### GOAL:
Count how many lines of the data contain the string "blade", treating uppercase and lowercase as different. Give only the number.

### EXERCISE MATERIALS:

####

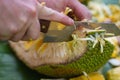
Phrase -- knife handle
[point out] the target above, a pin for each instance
(44, 25)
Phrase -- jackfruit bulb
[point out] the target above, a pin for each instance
(87, 52)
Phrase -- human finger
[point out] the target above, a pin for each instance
(50, 14)
(33, 31)
(80, 10)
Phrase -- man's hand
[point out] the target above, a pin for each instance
(19, 19)
(59, 5)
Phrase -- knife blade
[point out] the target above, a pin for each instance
(64, 35)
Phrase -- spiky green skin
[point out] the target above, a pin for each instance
(91, 61)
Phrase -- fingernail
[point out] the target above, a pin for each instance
(70, 21)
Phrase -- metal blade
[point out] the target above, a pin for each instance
(109, 27)
(59, 35)
(65, 34)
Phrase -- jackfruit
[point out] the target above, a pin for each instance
(113, 74)
(91, 76)
(85, 53)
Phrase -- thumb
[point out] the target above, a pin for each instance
(50, 14)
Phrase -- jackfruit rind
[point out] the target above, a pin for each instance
(91, 61)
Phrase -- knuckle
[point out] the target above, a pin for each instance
(13, 30)
(32, 12)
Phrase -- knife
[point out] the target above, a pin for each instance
(64, 35)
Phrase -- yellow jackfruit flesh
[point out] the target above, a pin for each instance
(65, 59)
(90, 76)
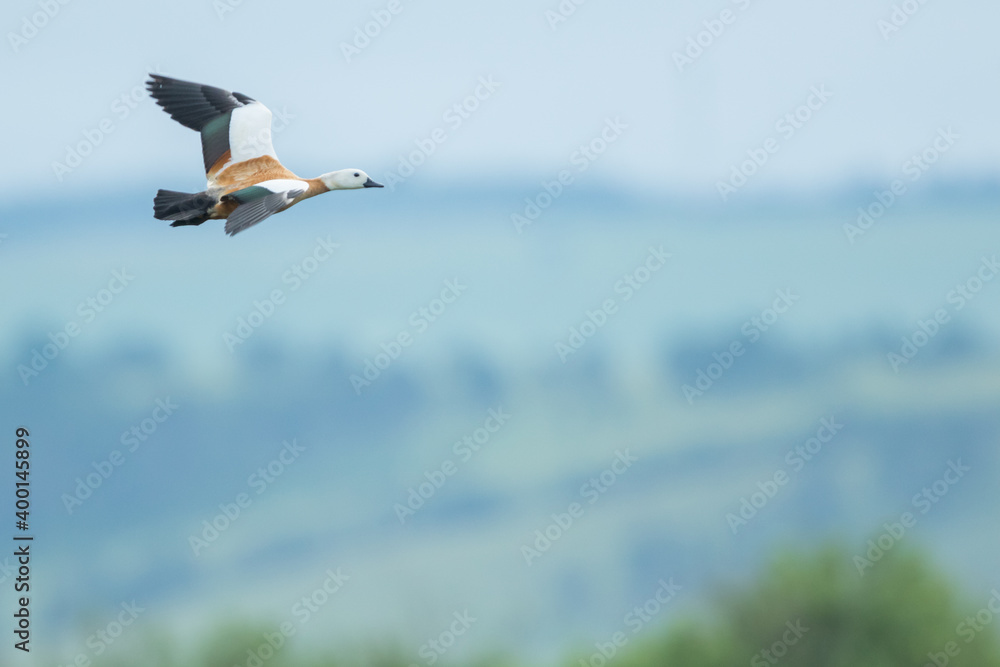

####

### FULL RESPONSE:
2